CONSIGNA DADA 1: Según el texto sobre la identidad española, ¿en qué se ha forjado el vasco?
CONSIGNA DADA 2: Traduce al inglés esta oración del texto sobre la identidad española: «Madrid es la única gran ciudad europea cuyos habitantes pueden tener cuatro generaciones capitalinas y seguir siendo extremeños, aragoneses o gallegos».
CONSIGNA DADA 3: Prosigue el texto sobre la identidad española a partir de su última oración.

SECCIÓN DE TEXTO:
· · · · · · ·
Este perfil ha vuelto a subrayarlo el Sr. Zapatero con una frase de cuyo profundo contenido no creo que se haya dado cuenta el inventivo líder: hay que seguir «forjando la convivencia de la España diversa, de un proyecto de país unido en que la inmensa mayoría de los ciudadanos, más allá de sus identidades, se sientan a gusto y respetados». Así llevamos cuatrocientos largos años. España posee una capital que revela esta profunda incapacidad para alumbrar algo propio y característico. Madrid es la única gran ciudad europea cuyos habitantes pueden tener cuatro generaciones capitalinas y seguir siendo extremeños, aragoneses o gallegos. De ahí nació esa increíble referencia de que en plena estepa se hable de Madrid como el rompeolas de España. En suma, no ha sido posible fabricar una identidad común. Y esta es aún la hora de lograrla. La hora Zapatero.

Hablemos de las identidades, esas radicales formas de ser y de estar que nos definen como otro frente a los otros. Consecuentemente estaremos hablando de naciones. Pero esa obviedad resulta inadmisible, según los propietarios del Estado español -la gran finca rural-, para alojar un proceso político que nos reconozca distintos y que, en definitiva, nos aproxime cordialmente. Se impone la unidad como un proyecto siempre glorioso. Es una gaita.

A principios del siglo XX se intentó con la hispanidad; más tarde lo pretendió José Antonio Primo de Rivera con sus alféreces angélicos; lo postuló luego Franco con su unidad de destino en lo universal. Sigue ahora esa senda el Sr. Zapatero. Literalmente las mismas palabras, la misma argamasa para unir esas identidades distintivas: el sufrimiento. Oigamos al leonés: «Entendimiento sincero y noble» a partir del «sufrimiento compartido de la sociedad española». El del terrorismo, claro. ¿Por qué hay que hornear España en el fuego del sufrimiento? Fuego de campamento, porque España es una excursión que viene de lejos con su mochila imposible y se orienta hacia la lejanía. Sin presente. Los españoles nunca tuvieron presente, salvo el del sufrimiento. El presente español es siempre una guerra o una represión. España no está hecha para la normalidad. El catalán se ha forjado en el comercio y la sentimentalidad. El vasco, en la industria y la emoción de la mar. El gallego, en la sensualidad y la saudade. El español, en el sufrimiento en que consiste ser español. Si somos normales no somos españoles y si somos españoles no somos normales. ¡Destino infausto! Tengo la sensación de que los primeros habitantes del Paraíso fueron españoles que forjaron su destierro en el imposible desafío de convertir a Dios en un compatriota. Repito: ¡que gaita!
· · · · · · ·
SEGMENTO DE DATOS:
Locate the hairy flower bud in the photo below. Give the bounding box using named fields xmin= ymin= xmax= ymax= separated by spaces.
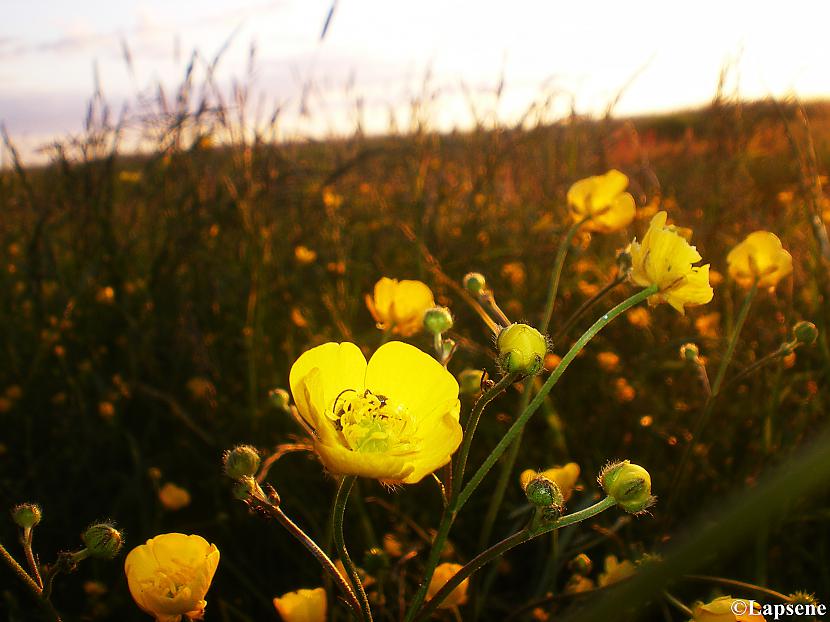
· · · · · · ·
RESULTADO DEL EJERCICIO 1: En la industria y la emoción de la mar.

RESULTADO DEL EJERCICIO 2: Madrid is the only major European city whose inhabitants can have four generations born in the capital and still be Extremadurans, Aragonese, or Galicians.

RESULTADO DEL EJERCICIO 3:
La capacidad española para negar las evidencias es infinita. Ahora mismo el jefe del Gobierno español ha decidido que la gran empresa de su legislatura va a consistir en ganar para su patria la importancia diplomática que le corresponde. Esperanza pobre. Recuerdo cuando los Sres. Castiella y Areilza publicaron su libro «Las reivindicaciones de España», en que se indicaban los territorios ultramarinos que habíamos de recobrar cuando la Alemania de Hitler alcanzara la victoria. Los mapas eran deslumbrantes. Un sombreado que recorría las costas de medio mundo indicaba lo que había de recobrarse para la españolidad. De todas las pretensiones que se hicieron públicas en aquellas fechas sólo se ha podido mantener, tras una modesta aventura bélica, la Isla de las Cabras, con su voluntariosa propietaria marroquí.

Cuando el Sr. Zapatero hacía su última campaña electoral, en que sólo le faltaron los elefantes de Aníbal, habló de dedicar sus esfuerzos de gobierno a las cuestiones económicas. Mala idea, porque la brillante economía de España ha resultado un fiasco potenkinista, una construcción de puras fachadas hecha por el Sr. Solbes para pasear a su soberano. Las constructoras chorrean concursos de acreedores, los bancos ordenan la agónica persecución de los pequeños morosos que cayeron en las trampas de las hipotecas, el superávit público desaparece sin alumbrar una política de expansión, la política social se reduce a donativos circunstanciales poco fiables, el consumo mengua de forma imparable y el paro se fija en un 10% para finales del año próximo.

En esas condiciones el Sr. Zapatero ha decidido imitar al rey católico y consagrarse a las batallas exteriores a fin de entretener al personal. Con eso y la batalla de Euskadi, amén de la intriga sobre el misterioso futuro de los socialistas veteranos, es posible que el Sr. Zapatero navegue un año o dos más, si los islamistas no vuelven a recordarnos su capacidad de violencia militar.

En cuanto a la batalla de Euskadi tornará a enmarcar ese dolor que no conduce sino a la alimentación de un irrisorio patriotismo español. Madrid ondea las banderas al viento sobre las cumbres nevadas. Aviso a los montañeros vascos.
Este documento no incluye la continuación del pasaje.